EXERCISE AIM:
Please set down, word for word, the stretch of the data below from its first line through the line that contains "x=1169, y=624", and nothing past that line.

RECORDS PROVIDED:
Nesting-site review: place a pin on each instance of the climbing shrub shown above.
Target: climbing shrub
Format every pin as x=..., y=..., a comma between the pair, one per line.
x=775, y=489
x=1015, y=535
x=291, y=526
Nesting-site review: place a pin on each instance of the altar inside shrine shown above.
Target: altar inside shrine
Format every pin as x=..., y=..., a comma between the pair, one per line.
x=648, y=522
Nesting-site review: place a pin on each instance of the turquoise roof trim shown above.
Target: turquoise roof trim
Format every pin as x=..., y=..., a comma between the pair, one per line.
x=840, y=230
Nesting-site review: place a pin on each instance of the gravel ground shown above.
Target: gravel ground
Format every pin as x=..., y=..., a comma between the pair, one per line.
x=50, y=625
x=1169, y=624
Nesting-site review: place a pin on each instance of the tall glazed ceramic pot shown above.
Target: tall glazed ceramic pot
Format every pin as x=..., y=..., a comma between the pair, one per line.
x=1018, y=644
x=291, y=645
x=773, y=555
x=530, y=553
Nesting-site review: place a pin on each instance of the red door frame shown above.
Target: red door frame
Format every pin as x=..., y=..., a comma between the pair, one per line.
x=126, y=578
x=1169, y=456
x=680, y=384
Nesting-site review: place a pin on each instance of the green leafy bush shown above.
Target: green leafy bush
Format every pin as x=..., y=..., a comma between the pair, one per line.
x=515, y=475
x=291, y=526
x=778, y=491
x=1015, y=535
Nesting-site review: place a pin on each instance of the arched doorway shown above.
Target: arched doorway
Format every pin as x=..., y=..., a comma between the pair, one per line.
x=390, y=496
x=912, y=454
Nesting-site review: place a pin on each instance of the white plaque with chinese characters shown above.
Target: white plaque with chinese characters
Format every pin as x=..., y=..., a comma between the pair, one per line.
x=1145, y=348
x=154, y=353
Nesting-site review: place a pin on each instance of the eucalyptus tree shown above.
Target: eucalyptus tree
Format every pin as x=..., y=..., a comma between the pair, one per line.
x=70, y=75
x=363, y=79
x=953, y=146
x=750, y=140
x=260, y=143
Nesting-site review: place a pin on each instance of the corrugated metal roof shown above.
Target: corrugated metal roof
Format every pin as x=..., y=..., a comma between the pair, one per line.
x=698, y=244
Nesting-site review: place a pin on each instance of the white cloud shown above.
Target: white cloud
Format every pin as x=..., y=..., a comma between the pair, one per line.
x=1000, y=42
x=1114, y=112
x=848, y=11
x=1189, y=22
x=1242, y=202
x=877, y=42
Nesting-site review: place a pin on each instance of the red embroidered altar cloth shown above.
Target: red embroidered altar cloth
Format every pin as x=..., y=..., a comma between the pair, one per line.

RESPONSE TO THE TASK:
Nesting-site review: place a pin on each instance of the climbing shrub shown above.
Target: climbing shrub
Format every pin as x=..., y=..., a comma between the pair, one per line.
x=775, y=489
x=1015, y=535
x=291, y=526
Nesting-site review: place a pin on each instance of the altar inside shrine shown above.
Target: altar inside shrine
Format every pin as x=..., y=..., a comma between the pair, one per line.
x=648, y=522
Nesting-site review: place a pin on each instance of the turquoise roof trim shown above.
Target: turquoise roof trim
Format every pin as x=..., y=..., a comma between the pair, one per line.
x=840, y=230
Nesting-site review: place a pin on each instance of the gravel ground shown above.
Target: gravel ground
Format every pin as x=..., y=..., a comma between the pair, one per line.
x=50, y=625
x=1169, y=624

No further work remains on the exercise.